Required work: Repeat the data exactly, please; no pictures belong in the copy.

(Excerpts from a dataset)
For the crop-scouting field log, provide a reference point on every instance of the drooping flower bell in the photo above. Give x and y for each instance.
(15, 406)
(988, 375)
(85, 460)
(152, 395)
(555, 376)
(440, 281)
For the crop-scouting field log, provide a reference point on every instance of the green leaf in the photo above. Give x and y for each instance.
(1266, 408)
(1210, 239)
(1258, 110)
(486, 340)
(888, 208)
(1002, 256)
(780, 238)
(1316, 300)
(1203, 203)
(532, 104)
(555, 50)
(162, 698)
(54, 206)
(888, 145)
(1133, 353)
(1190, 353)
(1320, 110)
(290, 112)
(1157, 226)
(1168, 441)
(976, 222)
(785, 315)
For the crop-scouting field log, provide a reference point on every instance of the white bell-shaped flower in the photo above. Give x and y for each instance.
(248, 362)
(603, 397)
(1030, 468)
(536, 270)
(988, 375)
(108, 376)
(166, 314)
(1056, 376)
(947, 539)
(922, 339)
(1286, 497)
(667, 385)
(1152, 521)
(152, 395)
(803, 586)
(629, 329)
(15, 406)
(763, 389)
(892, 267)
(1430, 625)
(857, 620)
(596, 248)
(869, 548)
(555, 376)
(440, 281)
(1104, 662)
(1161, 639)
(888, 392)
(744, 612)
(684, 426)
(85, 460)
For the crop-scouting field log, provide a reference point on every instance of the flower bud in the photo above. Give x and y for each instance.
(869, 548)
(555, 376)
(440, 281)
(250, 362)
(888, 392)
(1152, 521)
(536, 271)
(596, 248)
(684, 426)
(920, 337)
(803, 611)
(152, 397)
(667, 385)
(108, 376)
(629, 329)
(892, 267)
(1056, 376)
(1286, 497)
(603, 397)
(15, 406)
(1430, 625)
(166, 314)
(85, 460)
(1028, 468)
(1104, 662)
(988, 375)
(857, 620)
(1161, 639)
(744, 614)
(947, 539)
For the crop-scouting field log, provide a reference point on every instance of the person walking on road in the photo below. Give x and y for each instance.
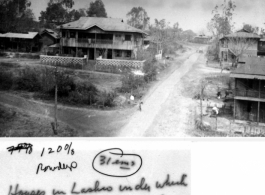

Answer area:
For the crop-scouting field log, provide a reference point on every instance of the drooping flower bell in the photo above. Give x and y for each instance.
(15, 406)
(988, 375)
(85, 460)
(152, 395)
(555, 376)
(440, 281)
For the crop-scouting field log, provide a reference point on every instance of the green leaf in the photo above. Give x and y for each instance.
(1266, 408)
(1210, 239)
(1258, 110)
(486, 340)
(888, 208)
(1002, 256)
(780, 238)
(1316, 300)
(1203, 203)
(532, 104)
(555, 50)
(162, 698)
(54, 206)
(888, 145)
(1133, 353)
(1190, 353)
(1320, 110)
(290, 112)
(1157, 226)
(1168, 441)
(976, 222)
(785, 315)
For the crop-scouting field log, provide a reference point on every instance of the white bell-shaped flower in the photo above. Give x and y for each instance.
(248, 362)
(603, 397)
(1030, 468)
(536, 270)
(988, 375)
(108, 376)
(166, 314)
(1056, 376)
(947, 539)
(922, 339)
(1286, 497)
(667, 385)
(1152, 521)
(152, 395)
(803, 586)
(629, 329)
(15, 406)
(763, 389)
(892, 267)
(1430, 625)
(857, 620)
(596, 248)
(869, 548)
(555, 376)
(440, 281)
(1104, 662)
(1161, 639)
(888, 392)
(744, 612)
(684, 426)
(85, 460)
For the crop-scouting field log, provide a reference point on every instance of the flower bud in the photo above. Give x and y for each instance.
(869, 548)
(555, 376)
(440, 281)
(250, 362)
(888, 392)
(1152, 521)
(536, 271)
(596, 248)
(684, 426)
(920, 337)
(803, 611)
(152, 397)
(667, 385)
(108, 376)
(629, 329)
(892, 267)
(1056, 376)
(1286, 497)
(603, 397)
(15, 406)
(1430, 625)
(166, 314)
(85, 460)
(1028, 468)
(1104, 662)
(988, 375)
(857, 620)
(1161, 639)
(744, 614)
(947, 539)
For the crop-scouting field log, provide a reference point on every instance of the person walking on road in the photo below. Give x and y for each instance.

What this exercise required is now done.